======== Provided records

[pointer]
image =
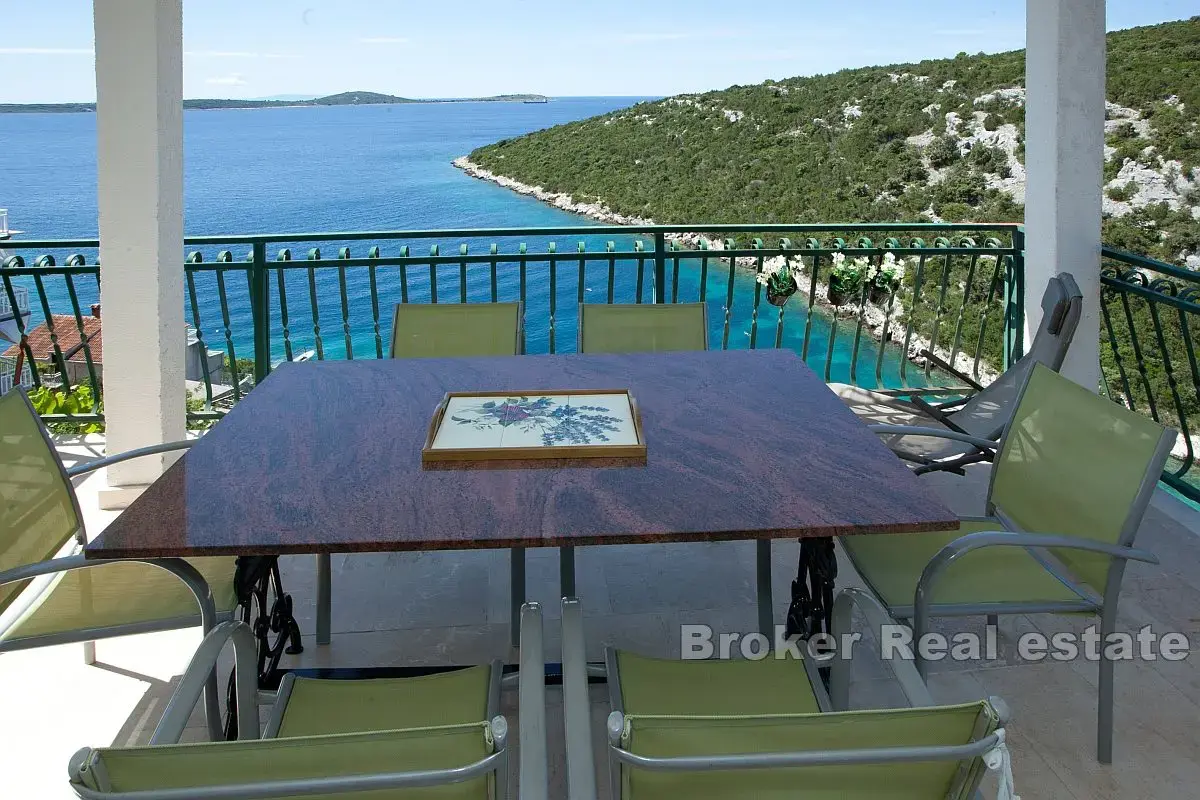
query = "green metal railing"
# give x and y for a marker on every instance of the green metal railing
(1150, 331)
(264, 299)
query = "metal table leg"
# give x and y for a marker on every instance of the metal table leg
(766, 614)
(268, 611)
(811, 609)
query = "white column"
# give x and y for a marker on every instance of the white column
(139, 130)
(1065, 161)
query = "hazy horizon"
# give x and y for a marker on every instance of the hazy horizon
(451, 50)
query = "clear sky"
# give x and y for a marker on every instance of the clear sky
(454, 48)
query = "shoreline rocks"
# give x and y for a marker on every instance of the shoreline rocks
(874, 318)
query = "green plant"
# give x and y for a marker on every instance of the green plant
(1122, 193)
(942, 151)
(77, 401)
(846, 278)
(195, 405)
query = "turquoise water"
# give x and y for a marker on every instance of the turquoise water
(372, 168)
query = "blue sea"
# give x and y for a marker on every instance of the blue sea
(292, 170)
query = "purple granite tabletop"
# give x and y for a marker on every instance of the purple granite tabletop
(327, 457)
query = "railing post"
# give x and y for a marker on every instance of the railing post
(660, 268)
(261, 311)
(1014, 311)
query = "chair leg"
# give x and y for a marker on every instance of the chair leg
(517, 589)
(324, 597)
(567, 571)
(1104, 711)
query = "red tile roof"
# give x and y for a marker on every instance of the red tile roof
(70, 342)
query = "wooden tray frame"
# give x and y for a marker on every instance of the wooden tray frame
(429, 455)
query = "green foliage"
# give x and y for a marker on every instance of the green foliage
(990, 160)
(846, 278)
(942, 151)
(195, 405)
(1122, 193)
(78, 401)
(245, 368)
(797, 156)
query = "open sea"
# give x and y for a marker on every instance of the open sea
(372, 168)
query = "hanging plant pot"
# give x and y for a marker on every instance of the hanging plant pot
(779, 290)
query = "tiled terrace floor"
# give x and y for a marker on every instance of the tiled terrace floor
(453, 608)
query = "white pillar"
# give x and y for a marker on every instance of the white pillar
(139, 130)
(1065, 161)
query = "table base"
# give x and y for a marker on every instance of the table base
(811, 608)
(264, 606)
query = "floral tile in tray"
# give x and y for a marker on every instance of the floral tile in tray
(485, 426)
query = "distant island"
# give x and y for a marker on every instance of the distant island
(345, 98)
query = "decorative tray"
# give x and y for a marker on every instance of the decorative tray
(523, 425)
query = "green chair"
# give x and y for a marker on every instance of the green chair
(450, 330)
(982, 410)
(635, 328)
(445, 331)
(641, 328)
(718, 729)
(1069, 486)
(437, 735)
(49, 594)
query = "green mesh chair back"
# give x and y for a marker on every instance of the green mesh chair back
(213, 764)
(450, 330)
(643, 328)
(666, 737)
(37, 506)
(1075, 463)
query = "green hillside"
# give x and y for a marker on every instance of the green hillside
(931, 140)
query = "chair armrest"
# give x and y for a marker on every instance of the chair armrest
(534, 774)
(939, 410)
(191, 686)
(107, 461)
(179, 567)
(581, 781)
(964, 545)
(905, 673)
(808, 758)
(946, 366)
(918, 431)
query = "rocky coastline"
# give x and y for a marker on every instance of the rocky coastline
(874, 318)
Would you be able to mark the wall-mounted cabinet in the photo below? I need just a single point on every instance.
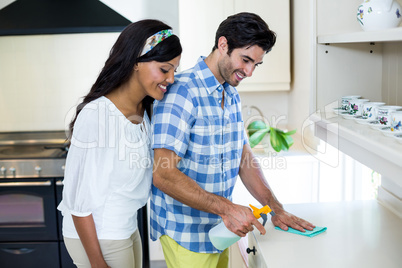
(199, 22)
(352, 62)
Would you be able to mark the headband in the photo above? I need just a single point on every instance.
(155, 39)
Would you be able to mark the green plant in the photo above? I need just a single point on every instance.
(279, 139)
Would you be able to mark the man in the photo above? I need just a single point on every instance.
(200, 147)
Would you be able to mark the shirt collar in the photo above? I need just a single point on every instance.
(209, 80)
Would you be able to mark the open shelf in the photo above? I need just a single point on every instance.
(389, 35)
(368, 146)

================

### [Your instructions]
Please reproduce the records above exactly, omitting every picture.

### [Solution for this problem]
[pointer]
image =
query = "green metal railing"
# give x and y for a marker on every instance of the green metal railing
(1150, 331)
(264, 299)
query = "metal table leg"
# give x and y for a marker on every instance of the metal table leg
(766, 614)
(268, 611)
(811, 609)
query = "white column"
# give x and y for a marker on every instance of the white column
(139, 130)
(1065, 161)
query = "hazy horizon"
# give x and y for a marker on every instance of the hazy horizon
(451, 50)
query = "clear sky"
# give x and y for a marker on every instance of the clear sky
(454, 48)
query = "shoreline rocks"
# give x and y for a marker on every instance of the shoreline rocks
(874, 318)
query = "green plant"
# give x and y for a marker on every instance of the green plant
(1122, 193)
(942, 151)
(77, 401)
(846, 278)
(195, 405)
query = "turquoise water"
# give x and y for a marker on every instance of the turquoise water
(372, 168)
query = "blue sea"
# give x and y for a marker on every instance of the blue sea
(292, 170)
query = "purple granite tabletop"
# give x and y for a marker on every instance of the purple granite tabletop
(327, 457)
query = "railing post"
# give x and y for a marker on every instance of the railing post
(660, 268)
(261, 311)
(1014, 311)
query = "chair leg"
# give x and y for a marker on every instance of the chair leg
(517, 589)
(324, 597)
(567, 571)
(1104, 711)
query = "red tile roof"
# give x and y for a marker on every instance of the red tile roof
(70, 342)
query = "wooden tray frame"
# give x and y for a marker on every instance of the wooden tray frame
(429, 455)
query = "green foliage"
# give x and y for a marker on every instance of the green foliage
(990, 160)
(846, 278)
(942, 151)
(195, 405)
(1122, 193)
(78, 401)
(245, 368)
(797, 156)
query = "open sea"
# give x and y for a marker on every instance of the open sea
(372, 168)
query = "hanging plant pot"
# give x and y for a marker on every instance of the hanging plant pot
(779, 290)
query = "tiled terrace floor"
# give x and y for a marker on every instance of the tiled terrace floor
(453, 608)
query = "white pillar"
# give x and y for a marker on every instance of the white pillar
(139, 130)
(1065, 161)
query = "table base"
# give x and y for a marker on every instance of the table base
(811, 608)
(264, 606)
query = "floral tile in tray"
# give x and y for a marker on every instance of the floral tile in tray
(485, 426)
query = "distant island"
# give x and y for a marker on every instance of the distant island
(345, 98)
query = "decorative tray"
# give x and y for a marker on every instance of the decorative tray
(523, 425)
query = "green chair"
# give x and y for a marker on every instance of the green chair
(450, 330)
(982, 410)
(635, 328)
(445, 331)
(641, 328)
(718, 729)
(1069, 486)
(437, 735)
(49, 594)
query = "green mesh chair back"
# give x and y for a marker on every instance of the green mesh chair back
(213, 764)
(450, 330)
(643, 328)
(666, 737)
(37, 506)
(1075, 463)
query = "green hillside"
# give x and y for a marker on every instance of the green hillside
(931, 140)
query = "chair armrest"
# give x and y for a marker on every instance of the chair armrest
(534, 774)
(939, 410)
(191, 686)
(107, 461)
(179, 567)
(581, 781)
(964, 545)
(905, 673)
(808, 758)
(946, 366)
(918, 431)
query = "rocky coastline"
# give x and y for a marker on every instance of the rocky coastline
(874, 318)
Would you be able to mark the wall-mounted cabinet in the photo below? I need just a single point on every instance.
(199, 22)
(352, 62)
Would you be able to mark the headband in the photo above? I need just a single point on every instance.
(155, 39)
Would you be able to mark the green plant in the photo above? I need just a single point on every instance.
(279, 139)
Would you be able to mark the man in the photo above? I need just a single point on every instance.
(200, 147)
Would you be able to mark the shirt collar in the photo above? I need just a single point on every instance.
(209, 80)
Would you be able to mark the open shelf in the photo above? I need just a single point on every instance.
(389, 35)
(368, 146)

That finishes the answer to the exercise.